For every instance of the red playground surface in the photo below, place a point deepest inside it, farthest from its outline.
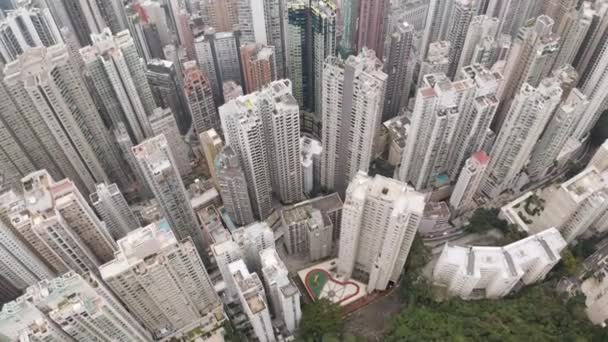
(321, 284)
...
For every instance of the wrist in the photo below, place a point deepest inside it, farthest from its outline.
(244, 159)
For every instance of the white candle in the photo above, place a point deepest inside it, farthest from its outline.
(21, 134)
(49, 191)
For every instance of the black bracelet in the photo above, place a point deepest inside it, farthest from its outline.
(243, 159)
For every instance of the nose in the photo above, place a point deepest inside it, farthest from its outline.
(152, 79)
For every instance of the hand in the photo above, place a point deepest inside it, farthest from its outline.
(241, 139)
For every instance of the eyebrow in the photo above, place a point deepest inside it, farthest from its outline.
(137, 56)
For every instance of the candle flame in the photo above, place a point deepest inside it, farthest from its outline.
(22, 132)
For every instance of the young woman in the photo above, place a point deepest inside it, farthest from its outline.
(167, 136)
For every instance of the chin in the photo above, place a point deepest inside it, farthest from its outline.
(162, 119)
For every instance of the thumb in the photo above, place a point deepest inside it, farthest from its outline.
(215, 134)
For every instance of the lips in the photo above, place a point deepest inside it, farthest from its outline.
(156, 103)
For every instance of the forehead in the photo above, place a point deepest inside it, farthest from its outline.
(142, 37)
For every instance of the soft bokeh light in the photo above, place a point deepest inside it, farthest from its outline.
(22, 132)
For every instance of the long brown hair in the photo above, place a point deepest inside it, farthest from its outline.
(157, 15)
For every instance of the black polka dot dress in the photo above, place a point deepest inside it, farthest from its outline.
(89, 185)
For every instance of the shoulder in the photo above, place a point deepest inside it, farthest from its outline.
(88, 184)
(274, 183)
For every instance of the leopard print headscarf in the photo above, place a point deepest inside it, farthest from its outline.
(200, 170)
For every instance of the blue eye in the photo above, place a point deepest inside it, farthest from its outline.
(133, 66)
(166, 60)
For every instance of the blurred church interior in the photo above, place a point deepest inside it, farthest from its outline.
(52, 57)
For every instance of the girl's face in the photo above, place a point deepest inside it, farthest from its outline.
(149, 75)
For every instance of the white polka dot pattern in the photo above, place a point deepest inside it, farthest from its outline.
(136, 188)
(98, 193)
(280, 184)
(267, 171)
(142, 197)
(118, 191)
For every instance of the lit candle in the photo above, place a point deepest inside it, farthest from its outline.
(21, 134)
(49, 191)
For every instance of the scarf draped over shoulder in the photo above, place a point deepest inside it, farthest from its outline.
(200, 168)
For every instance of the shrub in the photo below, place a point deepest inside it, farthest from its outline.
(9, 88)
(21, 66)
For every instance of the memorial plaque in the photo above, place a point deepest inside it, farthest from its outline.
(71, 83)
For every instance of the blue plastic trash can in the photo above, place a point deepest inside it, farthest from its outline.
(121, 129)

Stated goal:
Locate each line in the entries above that contains the word "shoulder" and copy those lines in full.

Written response:
For every instance of the shoulder in the photo above, place a point deepest inside it, farthest from its outline.
For every instance of the scarf draped over shoulder in the photo above, place a point deepest inside it, farthest from its outline.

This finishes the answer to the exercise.